> _Instruction_
Rewrite the lines from the one containing "Identify the sky, giving" up to and including the one containing "<point>214,86</point>", requests and all. Scale each answer coordinate by 0.2 and round to a whole number, with halves going up, but leave the numbers in the requests and their sample points as they are.

# # # # #

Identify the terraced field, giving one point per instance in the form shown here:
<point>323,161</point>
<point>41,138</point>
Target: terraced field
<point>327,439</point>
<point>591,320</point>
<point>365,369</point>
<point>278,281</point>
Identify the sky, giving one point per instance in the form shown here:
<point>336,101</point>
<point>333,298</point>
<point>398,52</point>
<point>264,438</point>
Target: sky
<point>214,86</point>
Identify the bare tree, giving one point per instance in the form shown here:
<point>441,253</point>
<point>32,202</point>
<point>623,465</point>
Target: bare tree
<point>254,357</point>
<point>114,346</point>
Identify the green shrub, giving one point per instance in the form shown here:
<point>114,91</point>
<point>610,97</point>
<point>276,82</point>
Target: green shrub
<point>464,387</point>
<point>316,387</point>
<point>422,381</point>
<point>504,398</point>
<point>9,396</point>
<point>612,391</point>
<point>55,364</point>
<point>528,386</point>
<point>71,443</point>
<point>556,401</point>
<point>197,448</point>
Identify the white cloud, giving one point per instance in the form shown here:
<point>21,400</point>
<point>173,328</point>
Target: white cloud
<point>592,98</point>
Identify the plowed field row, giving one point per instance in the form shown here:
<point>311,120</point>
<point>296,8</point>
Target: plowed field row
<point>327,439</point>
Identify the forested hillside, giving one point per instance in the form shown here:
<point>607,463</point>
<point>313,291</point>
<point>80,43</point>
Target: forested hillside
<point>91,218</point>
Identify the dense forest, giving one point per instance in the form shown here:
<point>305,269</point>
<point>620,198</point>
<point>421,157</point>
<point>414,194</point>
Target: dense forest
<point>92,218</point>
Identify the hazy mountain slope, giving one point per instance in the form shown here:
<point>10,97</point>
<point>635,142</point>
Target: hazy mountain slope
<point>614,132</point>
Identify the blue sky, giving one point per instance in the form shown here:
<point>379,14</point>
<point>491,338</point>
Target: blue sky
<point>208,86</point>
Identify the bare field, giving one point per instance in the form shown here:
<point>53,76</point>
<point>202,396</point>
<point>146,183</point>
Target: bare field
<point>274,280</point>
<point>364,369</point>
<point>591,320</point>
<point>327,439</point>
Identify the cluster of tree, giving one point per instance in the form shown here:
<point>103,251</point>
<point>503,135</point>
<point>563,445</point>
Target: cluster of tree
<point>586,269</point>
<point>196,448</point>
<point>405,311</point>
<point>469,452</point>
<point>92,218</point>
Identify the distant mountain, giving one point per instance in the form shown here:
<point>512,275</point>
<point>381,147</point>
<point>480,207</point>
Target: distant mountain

# # # # #

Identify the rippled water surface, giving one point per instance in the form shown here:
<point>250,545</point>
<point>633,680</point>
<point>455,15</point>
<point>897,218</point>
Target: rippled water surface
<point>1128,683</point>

# # # # #

> _Final result_
Identify the sky, giving one point per instance in the form shown here:
<point>336,101</point>
<point>333,298</point>
<point>398,52</point>
<point>264,438</point>
Target: sky
<point>43,17</point>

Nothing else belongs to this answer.